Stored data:
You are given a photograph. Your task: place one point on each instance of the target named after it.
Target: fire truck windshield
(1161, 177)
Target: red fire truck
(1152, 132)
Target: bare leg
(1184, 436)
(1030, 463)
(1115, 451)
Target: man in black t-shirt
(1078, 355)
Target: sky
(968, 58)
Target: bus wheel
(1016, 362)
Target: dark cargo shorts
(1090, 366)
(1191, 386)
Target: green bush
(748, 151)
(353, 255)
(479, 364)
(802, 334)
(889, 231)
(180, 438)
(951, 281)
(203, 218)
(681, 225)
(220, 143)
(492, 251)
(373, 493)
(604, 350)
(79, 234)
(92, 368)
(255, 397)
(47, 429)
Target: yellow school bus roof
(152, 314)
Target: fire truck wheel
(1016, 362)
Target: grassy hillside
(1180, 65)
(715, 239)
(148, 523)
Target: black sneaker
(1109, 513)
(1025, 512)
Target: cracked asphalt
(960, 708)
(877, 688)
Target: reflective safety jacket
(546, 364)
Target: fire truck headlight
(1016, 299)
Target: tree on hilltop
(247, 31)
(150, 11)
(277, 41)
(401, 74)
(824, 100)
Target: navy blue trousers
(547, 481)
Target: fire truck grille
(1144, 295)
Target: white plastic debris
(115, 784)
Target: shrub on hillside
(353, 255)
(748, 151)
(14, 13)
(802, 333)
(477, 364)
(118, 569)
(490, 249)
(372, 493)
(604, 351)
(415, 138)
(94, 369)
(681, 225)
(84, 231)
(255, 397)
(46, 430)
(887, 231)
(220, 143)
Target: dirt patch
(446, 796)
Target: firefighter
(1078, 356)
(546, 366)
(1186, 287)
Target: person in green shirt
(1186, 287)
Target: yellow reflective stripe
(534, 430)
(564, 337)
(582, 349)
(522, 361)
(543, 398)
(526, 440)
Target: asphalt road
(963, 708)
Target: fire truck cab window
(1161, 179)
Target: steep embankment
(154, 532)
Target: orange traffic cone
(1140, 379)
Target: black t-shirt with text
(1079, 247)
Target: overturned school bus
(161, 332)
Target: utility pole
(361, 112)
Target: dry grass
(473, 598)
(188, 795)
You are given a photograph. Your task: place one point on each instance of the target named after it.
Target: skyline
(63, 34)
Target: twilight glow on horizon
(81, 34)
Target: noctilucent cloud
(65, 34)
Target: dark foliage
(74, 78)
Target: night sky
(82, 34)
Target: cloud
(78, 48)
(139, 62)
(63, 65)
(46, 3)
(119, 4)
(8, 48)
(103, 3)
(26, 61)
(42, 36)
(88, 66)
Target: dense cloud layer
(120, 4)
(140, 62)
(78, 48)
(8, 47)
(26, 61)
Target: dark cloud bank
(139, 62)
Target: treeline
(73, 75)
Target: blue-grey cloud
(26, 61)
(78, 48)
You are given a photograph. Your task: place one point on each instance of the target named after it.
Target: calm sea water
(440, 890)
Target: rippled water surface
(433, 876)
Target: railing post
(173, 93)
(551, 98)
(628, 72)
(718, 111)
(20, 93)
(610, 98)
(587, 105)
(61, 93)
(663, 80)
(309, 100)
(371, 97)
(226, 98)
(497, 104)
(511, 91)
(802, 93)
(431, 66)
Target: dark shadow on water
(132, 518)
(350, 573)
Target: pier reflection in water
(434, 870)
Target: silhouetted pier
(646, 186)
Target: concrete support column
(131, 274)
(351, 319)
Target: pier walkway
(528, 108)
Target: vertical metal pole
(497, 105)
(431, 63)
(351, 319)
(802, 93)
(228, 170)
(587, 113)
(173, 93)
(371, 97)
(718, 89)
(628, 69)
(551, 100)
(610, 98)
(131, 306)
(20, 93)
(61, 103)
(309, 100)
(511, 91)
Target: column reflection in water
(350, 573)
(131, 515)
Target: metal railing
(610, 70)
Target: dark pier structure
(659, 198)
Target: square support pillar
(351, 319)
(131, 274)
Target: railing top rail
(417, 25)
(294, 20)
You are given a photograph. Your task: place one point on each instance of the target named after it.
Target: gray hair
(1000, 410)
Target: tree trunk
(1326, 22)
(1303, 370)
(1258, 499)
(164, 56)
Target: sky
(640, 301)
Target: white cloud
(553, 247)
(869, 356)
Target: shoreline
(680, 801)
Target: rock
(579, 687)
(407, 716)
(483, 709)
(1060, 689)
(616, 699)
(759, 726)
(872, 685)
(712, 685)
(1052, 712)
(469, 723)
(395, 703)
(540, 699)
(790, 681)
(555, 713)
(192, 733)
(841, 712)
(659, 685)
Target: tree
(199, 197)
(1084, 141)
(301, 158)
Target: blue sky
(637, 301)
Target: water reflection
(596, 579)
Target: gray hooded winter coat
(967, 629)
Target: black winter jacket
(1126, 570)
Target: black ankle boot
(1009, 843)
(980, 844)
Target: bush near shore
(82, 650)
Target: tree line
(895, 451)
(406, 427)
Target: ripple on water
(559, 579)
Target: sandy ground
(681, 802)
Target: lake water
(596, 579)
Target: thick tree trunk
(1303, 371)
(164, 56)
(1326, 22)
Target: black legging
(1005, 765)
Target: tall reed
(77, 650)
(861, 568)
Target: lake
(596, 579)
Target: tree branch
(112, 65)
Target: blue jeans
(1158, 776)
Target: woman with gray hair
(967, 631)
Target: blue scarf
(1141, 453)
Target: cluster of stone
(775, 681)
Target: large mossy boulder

* Directive
Switch every "fire truck" to "fire engine" throughout the rows above and write the lines out again. Change nothing else.

* Result below
You are given a photograph. Your task: place one point on each instance of the target named after it.
Target: fire engine windshield
(1161, 177)
Target: red fire engine
(1152, 132)
Target: bare leg
(1184, 436)
(1030, 463)
(1115, 451)
Target: man in black t-shirt
(1078, 355)
Target: sky
(968, 58)
Target: bus wheel
(1016, 362)
Target: dark cargo shorts
(1090, 366)
(1191, 386)
Target: green bush
(748, 151)
(353, 255)
(479, 364)
(802, 334)
(889, 231)
(180, 438)
(951, 281)
(203, 218)
(681, 225)
(220, 143)
(492, 251)
(373, 493)
(604, 350)
(79, 234)
(92, 368)
(255, 397)
(47, 429)
Target: yellow school bus roof
(152, 314)
Target: fire engine wheel
(1016, 362)
Target: grassy hillside
(1180, 65)
(715, 239)
(148, 523)
Target: black sneaker
(1109, 513)
(1025, 512)
Target: cracked asphalt
(960, 708)
(877, 688)
Target: reflective safety jacket
(546, 364)
Target: fire engine headlight
(1016, 299)
Target: tree on hilltop
(247, 31)
(150, 11)
(277, 41)
(401, 74)
(824, 100)
Target: navy blue trousers
(547, 481)
Target: fire engine grille
(1144, 295)
Target: white plastic debris
(115, 784)
Target: shrub on hillside
(353, 255)
(748, 151)
(14, 13)
(802, 333)
(477, 364)
(118, 569)
(490, 249)
(372, 493)
(604, 351)
(415, 138)
(94, 369)
(681, 225)
(84, 231)
(255, 397)
(46, 430)
(887, 231)
(220, 143)
Target: dirt patch
(446, 796)
Target: firefighter
(1078, 356)
(546, 366)
(1186, 287)
Target: person in green shirt
(1186, 287)
Target: yellow reflective stripe
(534, 430)
(564, 337)
(582, 349)
(522, 361)
(543, 398)
(526, 440)
Target: asphalt road
(963, 708)
Target: fire engine cab window
(1161, 179)
Target: steep embankment
(154, 532)
Target: orange traffic cone
(1140, 379)
Target: black t-shirt with text
(1079, 247)
Target: overturned school bus
(161, 332)
Target: utility pole
(361, 112)
Target: dry grass
(473, 598)
(188, 795)
You are given a photograph. Your task: place one point on each instance of the target named after it.
Target: skyline
(63, 34)
Target: twilight glow on horizon
(81, 34)
Target: noctilucent cloud
(65, 34)
Target: dark foliage
(74, 78)
Target: night sky
(82, 34)
Target: cloud
(78, 48)
(139, 62)
(63, 65)
(46, 3)
(119, 4)
(8, 48)
(103, 3)
(26, 61)
(42, 36)
(88, 66)
Target: dense cloud layer
(120, 4)
(140, 62)
(78, 48)
(8, 47)
(26, 61)
Target: dark cloud bank
(139, 62)
Target: treeline
(73, 75)
Target: blue-grey cloud
(26, 61)
(78, 48)
You are given a photograph. Your task: place one point on each instance of the target named after it.
Target: calm sea water
(440, 890)
Target: rippled water surface
(433, 876)
Target: railing post
(173, 93)
(551, 98)
(628, 72)
(718, 111)
(20, 93)
(610, 98)
(587, 105)
(61, 93)
(663, 80)
(309, 100)
(371, 97)
(226, 98)
(497, 104)
(511, 91)
(802, 93)
(431, 66)
Target: dark shadow on water
(132, 518)
(350, 573)
Target: pier reflection in water
(434, 870)
Target: silhouetted pier
(646, 186)
Target: concrete support column
(131, 274)
(351, 319)
Target: pier walkway
(528, 108)
Target: vertical metal pole
(497, 105)
(431, 63)
(351, 319)
(802, 93)
(228, 170)
(587, 113)
(173, 93)
(371, 97)
(718, 89)
(628, 69)
(551, 100)
(610, 98)
(131, 306)
(20, 93)
(61, 103)
(309, 100)
(511, 91)
Target: column reflection in water
(350, 573)
(131, 515)
Target: metal railing
(610, 70)
Target: dark pier structure
(659, 198)
Target: square support pillar
(351, 319)
(131, 274)
Target: railing top rail
(417, 25)
(294, 20)
You are given a photograph. Your task: place one point on each instance of the target named after it.
Target: gray hair
(1000, 410)
Target: tree trunk
(1326, 22)
(1303, 370)
(1258, 499)
(164, 56)
Target: sky
(640, 301)
Target: white cloud
(553, 247)
(869, 356)
Target: shoreline
(680, 801)
Target: rock
(579, 687)
(407, 716)
(483, 709)
(1060, 689)
(616, 699)
(759, 726)
(872, 685)
(712, 685)
(1052, 712)
(469, 723)
(395, 703)
(540, 699)
(790, 681)
(555, 713)
(192, 733)
(841, 712)
(659, 685)
Target: tree
(199, 197)
(1084, 141)
(301, 158)
Target: blue sky
(637, 301)
Target: water reflection
(596, 579)
Target: gray hooded winter coat
(967, 629)
Target: black winter jacket
(1126, 570)
Target: black ankle boot
(1009, 843)
(980, 844)
Target: bush near shore
(82, 650)
Target: tree line
(895, 451)
(406, 427)
Target: ripple on water
(559, 579)
Target: sandy ground
(681, 802)
Target: lake water
(596, 579)
Target: thick tree trunk
(1303, 371)
(164, 56)
(1326, 22)
Target: black legging
(1005, 765)
Target: tall reed
(77, 650)
(861, 568)
Target: lake
(596, 579)
Target: tree branch
(112, 65)
Target: blue jeans
(1158, 776)
Target: woman with gray hair
(967, 631)
Target: blue scarf
(1141, 453)
Target: cluster of stone
(775, 681)
Target: large mossy boulder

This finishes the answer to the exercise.